Task: A single stretch of the material below is to be transcribed exactly, starting at the line with "of the license" and ending after the line with "of the house".

Exercise material:
□ □ □ □

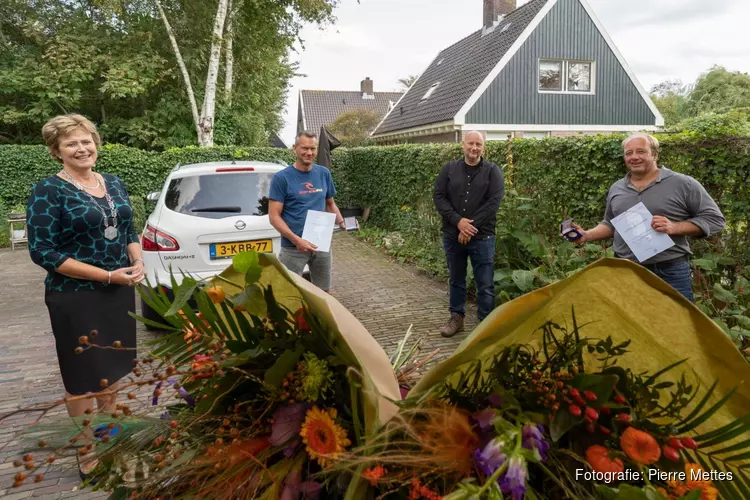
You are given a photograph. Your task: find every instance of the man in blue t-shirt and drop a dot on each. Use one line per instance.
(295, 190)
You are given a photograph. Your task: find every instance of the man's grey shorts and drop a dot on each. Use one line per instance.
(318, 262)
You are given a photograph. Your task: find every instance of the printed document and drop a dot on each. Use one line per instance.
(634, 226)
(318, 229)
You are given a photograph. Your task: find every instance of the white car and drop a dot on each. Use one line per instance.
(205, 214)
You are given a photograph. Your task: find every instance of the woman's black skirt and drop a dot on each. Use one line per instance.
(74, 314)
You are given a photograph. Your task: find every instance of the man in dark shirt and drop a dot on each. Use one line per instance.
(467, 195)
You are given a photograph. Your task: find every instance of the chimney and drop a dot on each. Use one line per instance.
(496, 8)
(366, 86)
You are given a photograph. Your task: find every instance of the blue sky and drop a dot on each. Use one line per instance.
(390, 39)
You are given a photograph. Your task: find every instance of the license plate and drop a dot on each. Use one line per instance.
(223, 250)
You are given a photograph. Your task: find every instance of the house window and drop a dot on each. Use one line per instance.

□ □ □ □

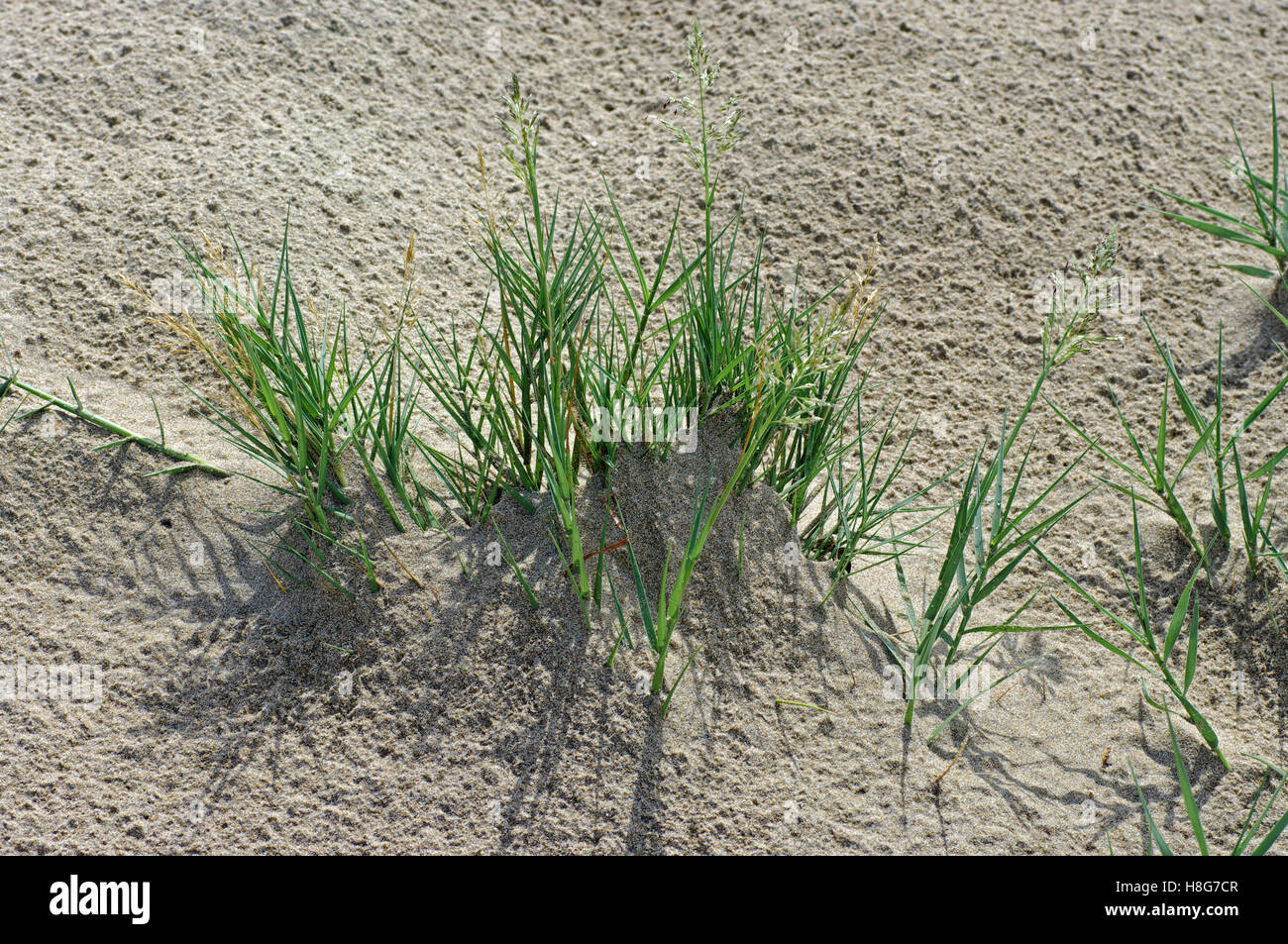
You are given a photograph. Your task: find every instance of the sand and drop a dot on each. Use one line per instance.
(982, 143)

□ □ □ □

Written reply:
You are given a photograph. Your task: find every instance of the license plate and drop a dot on each. Use one line per instance.
(223, 250)
You are given a photograph. Your task: find every instance of the house window and drop a dot on each. Use one line per instance.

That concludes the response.